TRECHO SELECIONADO:
********
É um componente fundamental de uma grande exposição e que, ao mesmo tempo, se for pouco percebido, torna-se seu trunfo. O contrário, ou seja, caso seja muito ostensivo, também pode fazer com que uma mostra fique malvista tempos depois. Na 31ª Bienal de São Paulo, a expografia – em resumo, a estratégia espacial concebida para distribuir as obras exibidas, em diálogo com as desafiadoras linhas e escalas do pavilhão de autoria de Oscar Niemeyer – é colocada em relevo e lança mão de novidades. Entre as principais, uma arquibancada no andar térreo e o “envelopamento” de um bloco central nos pisos do prédio, onde ficam as escadas rolantes.

“Foi desafiador projetar tudo isso, pois o edifício tem grandes escalas e muitos elementos arquitetônicos de destaque”, afirma o israelense Oren Sagiv, que assina a expografia desta edição. O arquiteto dividiu o pavilhão em três ambientes, cada um com imersão própria. No térreo, alinhado à grande atividade recreativa e de esporte do Parque do Ibirapuera, o destaque recai sobre a construção de uma espécie de arquibancada de madeira, baixa, que aproveita a ondulação do mezanino superior e cria espaços de convívio. Haverá mais portas abertas para o entorno. “Imagino que as crianças e os adolescentes, muitos deles passeando ou andando de skate na marquise, possam se juntar e ser acolhidos numa estrutura generosa”, diz.

Essa permeabilidade é elogiada por profissionais que trabalham com expografia. “Vi a construção no térreo da Bienal para a nova montagem, em que o arquiteto claramente se inspira nas curvaturas do pavilhão. É uma beleza, fiquei animadíssimo”, avalia Álvaro Razuk, que assina importantes projetos na área, como exposições internacionais e feiras de arte. “Considero o projeto de Oren Sagiv uma surpreendente ocupação. Ele reconhece a força do edifício para subvertê-lo, reinventa o espaço sem, entretanto, se distrair dele. Ao contrário, leva ao extremo certas qualidades presentes lá, que ficam encobertas pela ilusão de continuidade homogênea. Resulta em uma expografia elegante e muito potente em sua diversidade”, diz a arquiteta Marta Bogéa, responsável pelas expografias da 27ª e da 29ª edição da Bienal paulistana.
********
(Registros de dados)

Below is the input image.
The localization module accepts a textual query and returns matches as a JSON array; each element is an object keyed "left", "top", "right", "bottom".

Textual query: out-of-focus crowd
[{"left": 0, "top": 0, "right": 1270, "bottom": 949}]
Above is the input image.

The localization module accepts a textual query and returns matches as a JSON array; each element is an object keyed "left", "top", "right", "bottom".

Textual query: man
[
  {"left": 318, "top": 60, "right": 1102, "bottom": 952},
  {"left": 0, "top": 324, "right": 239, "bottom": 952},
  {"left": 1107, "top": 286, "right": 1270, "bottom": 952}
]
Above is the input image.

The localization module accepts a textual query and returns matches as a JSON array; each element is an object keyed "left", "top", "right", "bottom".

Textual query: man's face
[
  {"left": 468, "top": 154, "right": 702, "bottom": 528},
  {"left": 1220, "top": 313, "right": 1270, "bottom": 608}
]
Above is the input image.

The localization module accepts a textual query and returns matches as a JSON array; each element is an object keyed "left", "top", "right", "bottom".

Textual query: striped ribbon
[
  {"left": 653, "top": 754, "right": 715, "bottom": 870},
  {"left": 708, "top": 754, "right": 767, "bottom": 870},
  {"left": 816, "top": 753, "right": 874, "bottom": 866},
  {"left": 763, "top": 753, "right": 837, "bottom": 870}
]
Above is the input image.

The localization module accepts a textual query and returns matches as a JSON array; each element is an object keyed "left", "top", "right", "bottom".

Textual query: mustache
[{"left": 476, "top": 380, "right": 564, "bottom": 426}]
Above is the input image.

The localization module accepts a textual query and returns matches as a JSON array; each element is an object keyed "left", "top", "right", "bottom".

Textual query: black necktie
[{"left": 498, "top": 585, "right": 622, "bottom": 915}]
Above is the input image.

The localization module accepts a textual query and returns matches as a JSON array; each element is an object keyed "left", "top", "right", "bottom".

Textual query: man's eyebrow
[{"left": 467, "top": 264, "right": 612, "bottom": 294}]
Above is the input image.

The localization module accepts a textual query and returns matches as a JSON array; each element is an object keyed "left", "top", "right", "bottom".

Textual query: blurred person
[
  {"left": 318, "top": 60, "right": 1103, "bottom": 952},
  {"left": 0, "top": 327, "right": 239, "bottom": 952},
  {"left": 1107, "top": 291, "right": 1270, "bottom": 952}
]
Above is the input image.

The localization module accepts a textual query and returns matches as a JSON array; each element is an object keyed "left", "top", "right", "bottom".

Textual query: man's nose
********
INSTRUÇÕES DA TAREFA:
A) De acordo com o trecho sobre a expografia da 31ª Bienal de São Paulo, em quantos ambientes Oren Sagiv dividiu o pavilhão?
B) Prossiga com o texto sobre a expografia da 31ª Bienal de São Paulo, partindo do último parágrafo apresentado.

EM RESPOSTA:
A) Em três ambientes, cada um com imersão própria.

B)
Sagiv optou pelo enclausuramento de boa parte do segundo andar, em que salas e caminhos de circulação têm uma dimensão mais intimista e são encerrados por paredes altas, em cinza-escuro, dando um ar museológico ao grande espaço. “É uma grande área horizontal. Opõe-se à verticalidade do centro do pavilhão, marcada pela escada rolante, também encapsulada. É outro momento dado ao público, com muitas salas com vídeos e trabalhos que demandam um foco maior”, explica. O setor, chamado de Colunas, tem em um de seus lados um corredor extenso, onde é possível o diálogo com o verde exterior do parque. Já nas cercanias das rampas, num terceiro momento da mostra, é proposta uma nova fruição do público, com ambientes abertos e que não brigam com as fortes linhas modernistas projetadas por Niemeyer. “O vão, as rampas, os guarda-corpos, tudo é um conjunto tão marcado que é quase uma obra de arte”, considera Sagiv.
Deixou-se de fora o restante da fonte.